-- Exercise description --
Please extend the rare gemstones passage below, which comes before the rows, starting right after its last sentence.

-- Extract provided --
+ + + + +
For many years, only three small painite crystals were known to exist. Before 2005 there were fewer than 25 known crystals found, though more material has been unearthed recently in Myanmar.
In 2011 there was a very fine painite on sale for about $1800.00 per carat. Painite is pink to red to brown in color, very strongly pleochroic (showing different hues from different angles) and it fluoresces a lovely green under short wave UV.

9. Jeremeyevite

Pronounced ye-REM-ay-ev-ite, this is a colorless, sky blue or pale yellow stone, the highest quality of which comes from Namibia. In nature it occurs in small obelisk-shaped crystals and has in the past been mistaken for aquamarine. It was named after Russian mineralogist Pavel Jeremejev who discovered the mineral in 1883. As of early 2005, a clean, 2.93-carat faceted gem was selling on the Internet for $2000.00 per carat.



8. Black Opal
The rarest type of Opal, the national gemstone of Australia, Black Opal is also the most valuable gem of its kind. Almost all available Black Opal comes from the Lightning Ridge mine in New South Wales. Australia is the classical Opal country and today is the worldwide most important supplier of Fine Opals. Almost 95 per cent of all Opals come from Australian mines. The remaining five per cent are mined in Mexico, and in Brazil’s north, also in the US states of Idaho and Nevada, but recently the stones have also been found in Ethiopia and in the West African country of Mali.

The brilliant play of color, or "fire," in these dark gems, along with their relative scarcity, causes them to be worth over $2300 per carat.
+ + + + +
-- Dataset records --

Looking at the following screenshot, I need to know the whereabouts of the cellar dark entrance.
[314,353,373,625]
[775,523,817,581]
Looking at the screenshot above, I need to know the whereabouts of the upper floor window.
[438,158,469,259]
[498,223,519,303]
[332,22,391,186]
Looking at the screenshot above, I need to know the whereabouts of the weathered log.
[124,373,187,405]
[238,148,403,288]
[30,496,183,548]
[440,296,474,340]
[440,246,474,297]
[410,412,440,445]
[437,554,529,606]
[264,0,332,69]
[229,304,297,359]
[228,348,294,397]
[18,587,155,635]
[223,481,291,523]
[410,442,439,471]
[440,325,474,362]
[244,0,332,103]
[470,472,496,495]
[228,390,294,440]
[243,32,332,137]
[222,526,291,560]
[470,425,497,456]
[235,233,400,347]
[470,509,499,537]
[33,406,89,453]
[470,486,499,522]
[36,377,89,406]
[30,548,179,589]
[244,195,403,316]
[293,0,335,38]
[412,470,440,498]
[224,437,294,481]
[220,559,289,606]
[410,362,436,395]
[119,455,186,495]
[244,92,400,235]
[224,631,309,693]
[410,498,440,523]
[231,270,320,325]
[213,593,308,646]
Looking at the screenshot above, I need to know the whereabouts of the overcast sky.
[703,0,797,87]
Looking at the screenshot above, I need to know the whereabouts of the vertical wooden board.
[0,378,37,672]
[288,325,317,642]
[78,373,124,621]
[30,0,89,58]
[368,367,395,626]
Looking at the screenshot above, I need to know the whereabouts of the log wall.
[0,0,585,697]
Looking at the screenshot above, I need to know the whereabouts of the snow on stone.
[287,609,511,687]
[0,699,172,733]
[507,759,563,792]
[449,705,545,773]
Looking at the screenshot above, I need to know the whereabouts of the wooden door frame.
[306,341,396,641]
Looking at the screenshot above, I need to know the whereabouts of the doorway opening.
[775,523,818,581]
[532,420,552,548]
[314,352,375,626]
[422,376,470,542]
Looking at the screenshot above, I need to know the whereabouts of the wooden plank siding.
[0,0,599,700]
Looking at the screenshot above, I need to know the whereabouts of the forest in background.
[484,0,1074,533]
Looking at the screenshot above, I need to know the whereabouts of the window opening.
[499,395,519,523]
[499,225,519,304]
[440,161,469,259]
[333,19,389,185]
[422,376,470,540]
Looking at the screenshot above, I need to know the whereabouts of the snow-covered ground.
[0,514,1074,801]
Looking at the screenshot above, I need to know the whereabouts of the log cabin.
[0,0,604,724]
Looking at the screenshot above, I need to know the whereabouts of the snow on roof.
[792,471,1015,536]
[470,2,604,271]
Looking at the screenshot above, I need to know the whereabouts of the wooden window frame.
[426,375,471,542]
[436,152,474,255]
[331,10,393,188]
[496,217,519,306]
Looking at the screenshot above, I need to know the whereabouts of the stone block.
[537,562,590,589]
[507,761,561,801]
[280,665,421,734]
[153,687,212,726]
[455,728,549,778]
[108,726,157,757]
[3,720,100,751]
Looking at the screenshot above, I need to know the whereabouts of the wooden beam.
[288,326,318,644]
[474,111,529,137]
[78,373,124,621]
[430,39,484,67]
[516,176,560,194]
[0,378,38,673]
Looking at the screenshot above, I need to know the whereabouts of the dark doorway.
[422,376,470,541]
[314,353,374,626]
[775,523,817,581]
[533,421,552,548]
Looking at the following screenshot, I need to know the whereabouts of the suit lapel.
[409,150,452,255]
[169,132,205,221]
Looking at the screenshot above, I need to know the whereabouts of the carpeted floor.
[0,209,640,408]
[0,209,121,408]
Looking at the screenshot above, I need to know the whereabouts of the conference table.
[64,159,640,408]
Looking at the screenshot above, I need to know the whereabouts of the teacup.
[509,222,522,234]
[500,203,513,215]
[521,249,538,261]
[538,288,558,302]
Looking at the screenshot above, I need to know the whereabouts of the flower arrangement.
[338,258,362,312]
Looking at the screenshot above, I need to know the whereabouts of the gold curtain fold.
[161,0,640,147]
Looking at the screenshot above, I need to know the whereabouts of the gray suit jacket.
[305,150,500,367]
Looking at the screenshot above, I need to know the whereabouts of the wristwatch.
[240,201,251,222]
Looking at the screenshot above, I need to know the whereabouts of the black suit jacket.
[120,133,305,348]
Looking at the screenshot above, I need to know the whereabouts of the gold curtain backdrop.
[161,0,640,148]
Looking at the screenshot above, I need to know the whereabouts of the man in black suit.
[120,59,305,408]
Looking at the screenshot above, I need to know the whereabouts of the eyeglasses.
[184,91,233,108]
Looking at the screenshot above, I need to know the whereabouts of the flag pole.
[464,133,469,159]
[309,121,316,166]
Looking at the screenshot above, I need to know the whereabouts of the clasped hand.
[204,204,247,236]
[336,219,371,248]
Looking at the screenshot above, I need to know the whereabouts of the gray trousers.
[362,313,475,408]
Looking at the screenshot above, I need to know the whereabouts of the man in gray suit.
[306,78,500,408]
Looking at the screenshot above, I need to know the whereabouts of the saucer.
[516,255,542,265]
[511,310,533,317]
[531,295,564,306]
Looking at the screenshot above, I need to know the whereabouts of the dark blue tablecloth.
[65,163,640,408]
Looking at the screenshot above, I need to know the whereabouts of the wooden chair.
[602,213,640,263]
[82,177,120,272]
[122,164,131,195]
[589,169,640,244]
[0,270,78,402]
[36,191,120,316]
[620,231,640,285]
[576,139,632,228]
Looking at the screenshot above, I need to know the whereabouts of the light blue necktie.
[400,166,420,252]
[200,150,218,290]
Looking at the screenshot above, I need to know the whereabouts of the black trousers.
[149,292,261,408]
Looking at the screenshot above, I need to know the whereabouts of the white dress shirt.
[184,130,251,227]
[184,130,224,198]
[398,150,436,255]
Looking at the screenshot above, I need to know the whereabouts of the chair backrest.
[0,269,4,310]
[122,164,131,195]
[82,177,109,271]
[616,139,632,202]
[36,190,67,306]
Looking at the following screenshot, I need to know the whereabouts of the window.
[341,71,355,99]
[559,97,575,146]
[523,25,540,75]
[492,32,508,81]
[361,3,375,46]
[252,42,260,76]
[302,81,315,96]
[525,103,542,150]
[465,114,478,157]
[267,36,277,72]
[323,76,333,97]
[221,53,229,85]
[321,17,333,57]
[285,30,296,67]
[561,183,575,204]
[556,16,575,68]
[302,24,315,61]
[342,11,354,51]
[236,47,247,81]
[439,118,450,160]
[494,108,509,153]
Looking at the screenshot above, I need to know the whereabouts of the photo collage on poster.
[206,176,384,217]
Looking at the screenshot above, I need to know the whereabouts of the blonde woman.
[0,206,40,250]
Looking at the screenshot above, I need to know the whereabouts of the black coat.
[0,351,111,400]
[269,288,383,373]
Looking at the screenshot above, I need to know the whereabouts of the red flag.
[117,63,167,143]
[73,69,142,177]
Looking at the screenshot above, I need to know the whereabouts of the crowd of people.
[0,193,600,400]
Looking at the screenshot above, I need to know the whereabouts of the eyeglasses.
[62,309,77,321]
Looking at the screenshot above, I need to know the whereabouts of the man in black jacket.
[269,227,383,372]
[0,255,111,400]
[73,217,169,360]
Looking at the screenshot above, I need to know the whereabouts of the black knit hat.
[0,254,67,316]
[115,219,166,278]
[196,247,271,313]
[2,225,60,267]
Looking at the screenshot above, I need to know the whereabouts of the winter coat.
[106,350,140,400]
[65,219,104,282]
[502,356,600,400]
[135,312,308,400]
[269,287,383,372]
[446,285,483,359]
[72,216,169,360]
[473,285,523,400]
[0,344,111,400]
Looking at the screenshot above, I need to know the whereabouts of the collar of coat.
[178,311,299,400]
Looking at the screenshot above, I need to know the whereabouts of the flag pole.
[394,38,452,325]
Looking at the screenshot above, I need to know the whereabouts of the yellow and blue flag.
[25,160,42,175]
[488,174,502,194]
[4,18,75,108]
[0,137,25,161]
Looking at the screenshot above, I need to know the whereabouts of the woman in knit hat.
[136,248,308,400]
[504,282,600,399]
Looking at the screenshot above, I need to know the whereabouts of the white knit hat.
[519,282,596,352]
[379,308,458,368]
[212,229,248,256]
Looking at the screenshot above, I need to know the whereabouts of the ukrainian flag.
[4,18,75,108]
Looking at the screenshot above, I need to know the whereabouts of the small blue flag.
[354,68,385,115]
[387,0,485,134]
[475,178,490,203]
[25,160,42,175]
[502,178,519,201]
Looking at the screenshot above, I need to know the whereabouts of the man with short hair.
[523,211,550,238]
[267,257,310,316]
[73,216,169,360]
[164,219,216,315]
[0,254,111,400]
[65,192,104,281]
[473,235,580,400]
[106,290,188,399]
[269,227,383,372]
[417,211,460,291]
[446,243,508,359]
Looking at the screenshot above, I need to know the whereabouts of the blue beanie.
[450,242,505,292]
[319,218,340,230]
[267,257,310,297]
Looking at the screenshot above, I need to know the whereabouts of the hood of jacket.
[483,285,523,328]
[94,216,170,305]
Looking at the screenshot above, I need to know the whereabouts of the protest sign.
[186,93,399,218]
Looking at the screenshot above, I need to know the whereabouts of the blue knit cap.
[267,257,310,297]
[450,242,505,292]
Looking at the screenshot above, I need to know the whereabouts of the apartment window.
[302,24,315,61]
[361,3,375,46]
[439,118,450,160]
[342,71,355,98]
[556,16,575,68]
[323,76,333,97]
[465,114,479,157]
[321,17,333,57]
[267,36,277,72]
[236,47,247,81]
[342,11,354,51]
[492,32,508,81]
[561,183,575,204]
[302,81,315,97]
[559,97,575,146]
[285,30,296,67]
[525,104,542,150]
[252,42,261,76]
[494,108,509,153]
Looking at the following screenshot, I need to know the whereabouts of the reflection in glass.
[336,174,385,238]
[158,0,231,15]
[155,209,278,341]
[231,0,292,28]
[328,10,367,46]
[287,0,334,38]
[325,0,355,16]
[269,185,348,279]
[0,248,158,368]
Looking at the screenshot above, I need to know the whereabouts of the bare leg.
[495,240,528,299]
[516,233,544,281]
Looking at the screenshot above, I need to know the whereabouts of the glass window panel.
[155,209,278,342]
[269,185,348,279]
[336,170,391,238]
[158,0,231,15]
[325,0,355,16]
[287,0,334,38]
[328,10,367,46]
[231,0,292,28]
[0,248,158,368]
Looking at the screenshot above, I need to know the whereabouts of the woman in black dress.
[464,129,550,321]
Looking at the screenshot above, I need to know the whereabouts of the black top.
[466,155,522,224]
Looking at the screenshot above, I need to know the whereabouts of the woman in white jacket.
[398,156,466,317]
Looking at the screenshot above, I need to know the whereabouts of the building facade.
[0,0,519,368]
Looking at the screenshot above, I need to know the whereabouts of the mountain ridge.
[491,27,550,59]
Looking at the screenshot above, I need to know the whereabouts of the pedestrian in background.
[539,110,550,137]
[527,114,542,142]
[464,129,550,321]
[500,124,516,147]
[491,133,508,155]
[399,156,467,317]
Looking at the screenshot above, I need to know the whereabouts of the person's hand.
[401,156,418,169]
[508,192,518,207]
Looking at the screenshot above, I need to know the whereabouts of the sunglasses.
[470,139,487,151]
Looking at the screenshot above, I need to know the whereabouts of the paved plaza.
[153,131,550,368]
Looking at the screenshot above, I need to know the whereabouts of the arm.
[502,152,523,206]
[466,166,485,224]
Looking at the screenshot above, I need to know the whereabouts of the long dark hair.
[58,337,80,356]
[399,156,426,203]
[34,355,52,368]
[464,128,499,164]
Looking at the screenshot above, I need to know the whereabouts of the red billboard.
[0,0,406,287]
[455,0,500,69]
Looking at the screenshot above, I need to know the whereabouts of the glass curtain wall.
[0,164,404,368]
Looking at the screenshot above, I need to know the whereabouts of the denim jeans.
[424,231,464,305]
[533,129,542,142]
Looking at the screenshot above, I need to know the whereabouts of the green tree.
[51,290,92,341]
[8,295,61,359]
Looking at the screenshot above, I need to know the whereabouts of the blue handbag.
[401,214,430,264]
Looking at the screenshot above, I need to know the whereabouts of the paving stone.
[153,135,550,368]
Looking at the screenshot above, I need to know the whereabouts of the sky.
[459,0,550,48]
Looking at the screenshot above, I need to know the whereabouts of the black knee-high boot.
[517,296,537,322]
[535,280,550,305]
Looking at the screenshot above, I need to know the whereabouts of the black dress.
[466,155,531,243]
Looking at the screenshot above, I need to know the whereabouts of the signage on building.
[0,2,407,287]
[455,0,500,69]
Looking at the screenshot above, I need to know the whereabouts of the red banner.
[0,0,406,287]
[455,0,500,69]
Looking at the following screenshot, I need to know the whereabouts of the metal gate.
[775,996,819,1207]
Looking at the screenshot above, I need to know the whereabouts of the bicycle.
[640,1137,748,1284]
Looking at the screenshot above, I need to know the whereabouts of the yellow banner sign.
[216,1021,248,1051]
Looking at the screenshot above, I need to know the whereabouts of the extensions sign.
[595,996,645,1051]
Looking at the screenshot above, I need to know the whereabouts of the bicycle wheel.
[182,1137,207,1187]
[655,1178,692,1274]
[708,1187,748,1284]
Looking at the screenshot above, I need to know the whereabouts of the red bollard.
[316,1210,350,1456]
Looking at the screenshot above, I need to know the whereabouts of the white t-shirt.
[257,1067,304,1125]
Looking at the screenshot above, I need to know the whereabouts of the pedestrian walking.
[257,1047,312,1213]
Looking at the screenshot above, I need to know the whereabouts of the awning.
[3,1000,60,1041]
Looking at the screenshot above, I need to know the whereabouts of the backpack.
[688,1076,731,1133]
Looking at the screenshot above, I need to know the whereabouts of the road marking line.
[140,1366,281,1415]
+ + + + +
-- Reply to the exercise --
7. Red Beryl Emerald

Red beryl is found primarily in the Thomas Range and the Wah Wah Mountains of Utah, and has also been reportedly found in a location in Mexico (possibly near San Luis Potosi one of the very few places beryl is also found on rhyolite). Where it is found in Utah it occurs on rhyolite, where it crystallized under low pressure and high temperature, along fractures or cavities and porous areas of volcanic rhyolitic magma. Very few cut specimens exist.
Red Beryl has been described as 1,000 times more valuable than gold: cut stones regularly sell for more than $2,000 per carat - and as much as $10,000 per carat.

6. Taaffeite
Taaffeite (pronounced "tar-fite") is named for Australian gemologist Richard Taaffe, who discovered a cut and polished specimen of the stone in 1945. It is the only gemstone to have been initially identified from a faceted stone. Most pieces of the gem, prior to Taaffe, had been misidentified as spinel. Only a handful of these precious stones have ever been found, making them a true collector's gem.

Found in range of hues ranging from nearly colorless to lavender, mauve and violet, Taaffeite occurs in Sri Lanka and Tanzania. Other sources may be discovered, but until then, Taaffeite remains one of the rarest and most valuable gems in the world.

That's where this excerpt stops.